练习任务 1:
根据关于喷雾干燥器吸收器的短文，现有技术采用哪几种方式对织物过滤器进行热保护？
练习任务 2:
照抄关于喷雾干燥器吸收器的短文中从“为了将进入袋式集尘室的高温气”一直到“美国专利6,257,155。”的全部文字。
练习任务 3:
接着关于喷雾干燥器吸收器的短文的最后一句往下续写。

页面:
喷雾干燥器吸收器的应用一般地限制在从大致200MWe的电厂排放的废气量。较大的电厂要求使用若干个功能块来处理全部的废气流。在一个SDA脱机取出作维护保养其间的过程中,由两个或多个SDA(喷雾干燥器吸收器)输送的袋式集尘室可暴露在超过袋的材料最大允许温度的温度下的气体中。喷雾吸收器必须定期地(例如,两个月)关机,以对必须移去的或至少还可继续工作的雾化器作维护保养。干燥器吸收器也会发生故障。在此异常时间的过程中,通过退役的SDA的废气将不能充分地得到冷却来通过下面的织物过滤器结构,以求取出颗粒,因为气体的高温会损坏织物。
这样的异常时期不应造成整个锅炉或炉子或其它的重要措施的关闭。本发明寻求解决这样的问题。
为了将进入袋式集尘室的高温气体的量减到最小,本发明提出—可调整的热混合、阻尼翼的装置和方法。
在正常运行过程中,两种废气流相同,装置中的混合阻尼器完全打开,且不变化流动的方向。在一个SDA运行中断的过程中,其中,废气温度远高于正常过程,阻尼器移至促进两种气体流混合的一种结构。
在现有技术中,利用水喷雾,空气诱导,或利用废气旁路来进行织物过滤器的热保护。
2002年6月27日出版的授予DeSellem的美国专利申请2002/0079374,公开一用于废气温度控制的锅炉内部废气旁路阻尼器,其允许调整最后一排热交换器表面的热传递效率,以便控制流过废气通道和从废气通道退出以及传输到具有最低运行温度的下游装置的废气的温度。在起动的过程中利用一旁路的模式来防止对织物过滤器的损坏,已公开在授予Roth的美国专利4,322,224中。授予Miller等人的美国专利4,523,931也公开一用于气体旁路的模式。授予Gude等人的美国专利4,372,926公开用来加热供应给袋式集尘室的混合气体的气体的混合。授予Dryden的美国专利5,953,898公开一位于用来控制温度的陶瓷过滤器上游的专用的热交换器。对于其它的废气处理方案可参见授予Peterson等人的美国专利4,452,765,授予Martinelli的美国专利5,599,508和授予Myers等人的美国专利5,651,948,对于用于废气的弧形叶片旁路结构,可参见授予Greene的美国专利6,257,155。

已知信息:
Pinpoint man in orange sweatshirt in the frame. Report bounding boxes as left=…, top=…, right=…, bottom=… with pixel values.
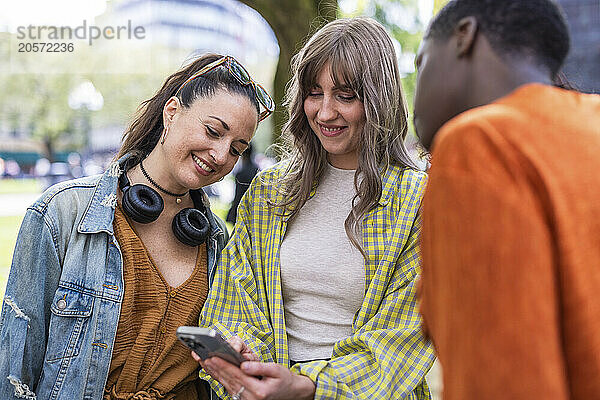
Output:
left=415, top=0, right=600, bottom=400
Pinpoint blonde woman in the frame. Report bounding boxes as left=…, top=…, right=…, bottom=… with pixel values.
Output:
left=201, top=18, right=434, bottom=400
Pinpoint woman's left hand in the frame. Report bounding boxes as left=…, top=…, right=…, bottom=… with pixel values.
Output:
left=200, top=357, right=316, bottom=400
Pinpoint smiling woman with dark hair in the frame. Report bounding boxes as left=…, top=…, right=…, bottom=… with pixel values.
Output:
left=0, top=54, right=274, bottom=400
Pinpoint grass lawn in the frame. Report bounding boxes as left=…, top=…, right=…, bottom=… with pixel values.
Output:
left=0, top=215, right=23, bottom=299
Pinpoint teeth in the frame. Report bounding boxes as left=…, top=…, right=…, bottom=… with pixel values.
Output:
left=321, top=125, right=344, bottom=132
left=192, top=154, right=214, bottom=172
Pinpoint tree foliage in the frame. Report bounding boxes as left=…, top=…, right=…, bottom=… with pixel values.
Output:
left=240, top=0, right=337, bottom=139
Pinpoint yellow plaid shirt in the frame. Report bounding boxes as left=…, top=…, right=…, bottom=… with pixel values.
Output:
left=200, top=165, right=434, bottom=400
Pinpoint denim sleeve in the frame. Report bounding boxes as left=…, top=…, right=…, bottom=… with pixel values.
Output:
left=0, top=209, right=61, bottom=400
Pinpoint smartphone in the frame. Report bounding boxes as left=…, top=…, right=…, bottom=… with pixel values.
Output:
left=175, top=326, right=245, bottom=367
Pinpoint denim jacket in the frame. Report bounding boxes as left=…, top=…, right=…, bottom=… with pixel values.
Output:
left=0, top=157, right=226, bottom=400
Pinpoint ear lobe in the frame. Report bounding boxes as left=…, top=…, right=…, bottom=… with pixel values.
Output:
left=454, top=17, right=479, bottom=57
left=163, top=96, right=181, bottom=126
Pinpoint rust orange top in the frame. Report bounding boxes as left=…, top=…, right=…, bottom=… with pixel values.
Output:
left=421, top=84, right=600, bottom=400
left=104, top=206, right=208, bottom=400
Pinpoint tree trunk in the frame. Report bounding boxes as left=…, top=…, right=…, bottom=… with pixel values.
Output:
left=240, top=0, right=337, bottom=142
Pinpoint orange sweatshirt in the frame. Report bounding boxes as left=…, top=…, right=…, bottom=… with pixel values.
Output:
left=421, top=84, right=600, bottom=400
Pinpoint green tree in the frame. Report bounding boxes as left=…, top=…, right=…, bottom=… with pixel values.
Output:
left=241, top=0, right=338, bottom=140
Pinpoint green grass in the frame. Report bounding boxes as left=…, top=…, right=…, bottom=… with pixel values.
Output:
left=0, top=178, right=42, bottom=194
left=0, top=215, right=23, bottom=299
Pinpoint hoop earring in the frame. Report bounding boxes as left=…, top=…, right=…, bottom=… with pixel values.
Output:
left=160, top=126, right=169, bottom=144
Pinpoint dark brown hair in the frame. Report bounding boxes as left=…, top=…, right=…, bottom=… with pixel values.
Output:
left=117, top=54, right=259, bottom=165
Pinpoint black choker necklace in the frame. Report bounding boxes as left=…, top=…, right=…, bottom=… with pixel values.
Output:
left=140, top=161, right=189, bottom=204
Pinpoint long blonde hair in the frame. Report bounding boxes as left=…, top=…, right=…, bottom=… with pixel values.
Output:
left=271, top=17, right=417, bottom=256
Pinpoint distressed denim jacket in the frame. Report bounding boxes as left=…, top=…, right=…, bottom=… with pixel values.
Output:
left=0, top=157, right=226, bottom=400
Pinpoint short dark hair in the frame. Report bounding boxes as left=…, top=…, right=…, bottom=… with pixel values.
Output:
left=426, top=0, right=570, bottom=77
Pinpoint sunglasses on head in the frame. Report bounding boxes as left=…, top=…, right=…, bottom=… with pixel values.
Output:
left=177, top=56, right=275, bottom=122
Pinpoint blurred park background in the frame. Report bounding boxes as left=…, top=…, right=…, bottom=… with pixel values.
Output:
left=0, top=0, right=600, bottom=397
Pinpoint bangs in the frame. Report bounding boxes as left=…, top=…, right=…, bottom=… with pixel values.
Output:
left=301, top=38, right=362, bottom=98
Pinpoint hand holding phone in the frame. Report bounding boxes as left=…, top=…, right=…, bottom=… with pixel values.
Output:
left=176, top=326, right=245, bottom=367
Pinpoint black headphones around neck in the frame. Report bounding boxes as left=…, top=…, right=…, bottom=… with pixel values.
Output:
left=119, top=166, right=210, bottom=246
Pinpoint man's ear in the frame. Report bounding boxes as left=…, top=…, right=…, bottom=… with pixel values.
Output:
left=454, top=17, right=479, bottom=57
left=163, top=96, right=181, bottom=126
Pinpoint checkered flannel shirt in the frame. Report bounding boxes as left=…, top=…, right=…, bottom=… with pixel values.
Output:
left=200, top=164, right=434, bottom=400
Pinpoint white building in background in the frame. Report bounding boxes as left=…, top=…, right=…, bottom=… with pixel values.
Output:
left=106, top=0, right=279, bottom=72
left=89, top=0, right=279, bottom=152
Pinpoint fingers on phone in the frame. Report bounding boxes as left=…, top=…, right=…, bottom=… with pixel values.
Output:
left=228, top=336, right=245, bottom=353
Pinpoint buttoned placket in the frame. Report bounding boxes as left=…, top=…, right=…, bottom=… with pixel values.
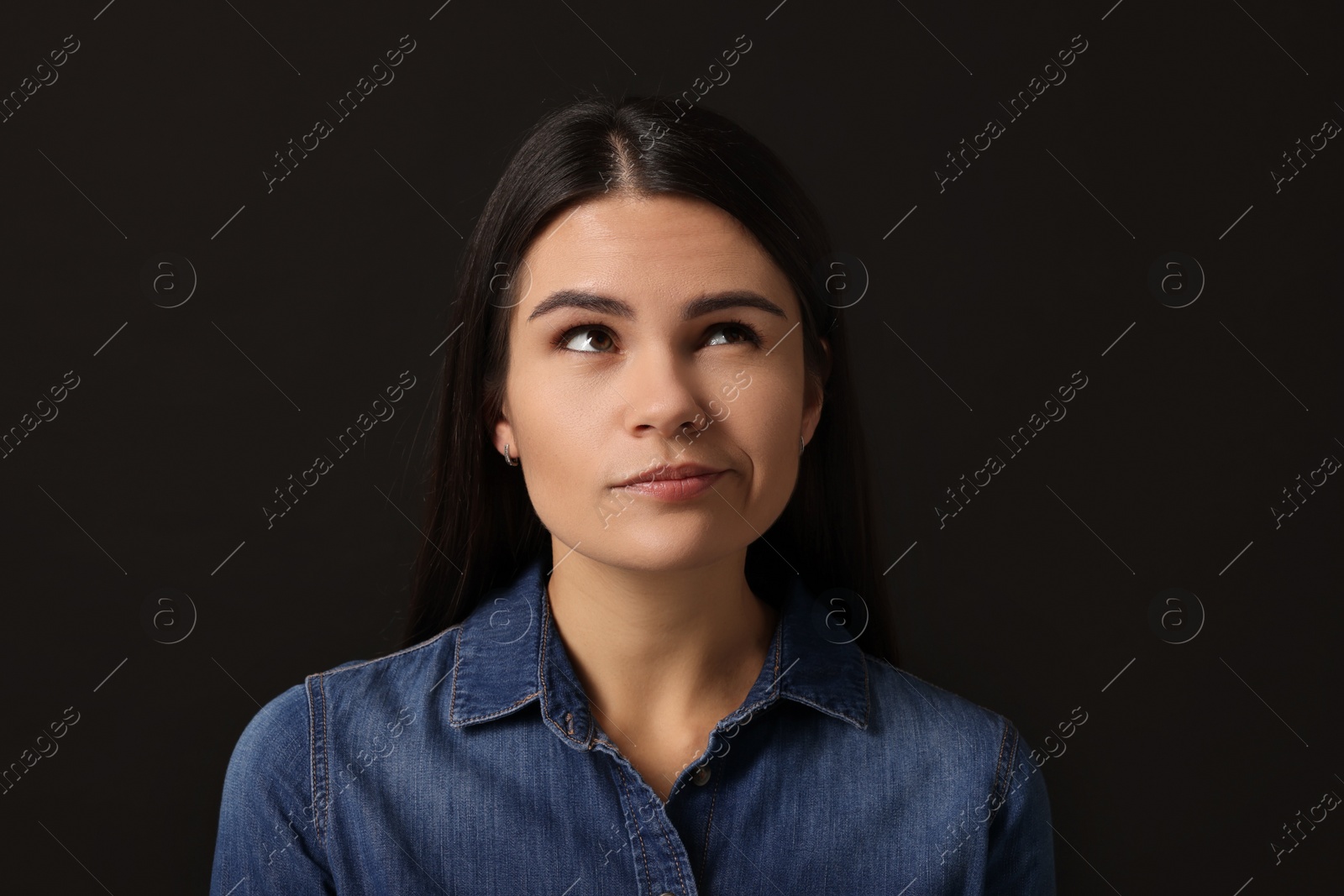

参考答案 1:
水喷雾、空气诱导或废气旁路。

参考答案 2:
为了将进入袋式集尘室的高温气体的量减到最小,本发明提出—可调整的热混合、阻尼翼的装置和方法。
在正常运行过程中,两种废气流相同,装置中的混合阻尼器完全打开,且不变化流动的方向。在一个SDA运行中断的过程中,其中,废气温度远高于正常过程,阻尼器移至促进两种气体流混合的一种结构。
在现有技术中,利用水喷雾,空气诱导,或利用废气旁路来进行织物过滤器的热保护。
2002年6月27日出版的授予DeSellem的美国专利申请2002/0079374,公开一用于废气温度控制的锅炉内部废气旁路阻尼器,其允许调整最后一排热交换器表面的热传递效率,以便控制流过废气通道和从废气通道退出以及传输到具有最低运行温度的下游装置的废气的温度。在起动的过程中利用一旁路的模式来防止对织物过滤器的损坏,已公开在授予Roth的美国专利4,322,224中。授予Miller等人的美国专利4,523,931也公开一用于气体旁路的模式。授予Gude等人的美国专利4,372,926公开用来加热供应给袋式集尘室的混合气体的气体的混合。授予Dryden的美国专利5,953,898公开一位于用来控制温度的陶瓷过滤器上游的专用的热交换器。对于其它的废气处理方案可参见授予Peterson等人的美国专利4,452,765,授予Martinelli的美国专利5,599,508和授予Myers等人的美国专利5,651,948,对于用于废气的弧形叶片旁路结构,可参见授予Greene的美国专利6,257,155。

参考答案 3:
其它对织物过滤器提供热保护的更为通用的方法是使用较高温度等级的袋子。然而,这些袋子比较昂贵且可能不能起到很好的作用。因此,一种能使用廉价的低温度要求的袋子同时将压降降到最低的方法和装置在工业界内是受欢迎的。
发明内容
本发明的目的是提供一呈混合器形式的装置,其减小供应给织物过滤器的废气的温度。操作两个或多个喷雾干燥器吸收器来冷却废气。混合器的外壳具有用于从吸收器出来的气体的第一和第二入口通道,用于到织物过滤器的气体的出口通道,以及一混合通道。一组阻尼翼片沿混合通道延伸,并对混合从入口通道出来的废气具有一混合的位置,如果其中一个吸收器不在工作,其以相对高的压降但低的温度将混合的气体供应到出口通道。当两个吸收器在工作时,它们对不混合气体的通道具有一非混合的位置,并以低的压降供应气体。
本发明的另一目的是提供一种方法,当其中一个吸收器不在运行冷却通过其中的气体时,该方法用来减小从两个喷雾干燥器吸收器供应到一织物过滤器的废气的温度。
本发明的另一目的是提供一种方法,其混合两种气体流,使合成的气体流的气体成分更加均匀。
本发明的另一目的是提供一种方法,其混合载有颗粒的气体和其它的气体,以便获得一具有更加均匀截面颗粒载荷的合成的气体流。
表征本发明新颖性的各种特征在附后的和构成本说明书一部分的权利要求书中特别地予以指出。为了更好地理解本发明,参照附图和其中阐述本发明的优选实施例的描述性的文字,通过本发明的应用达到其运行的诸多优点和特定的目的。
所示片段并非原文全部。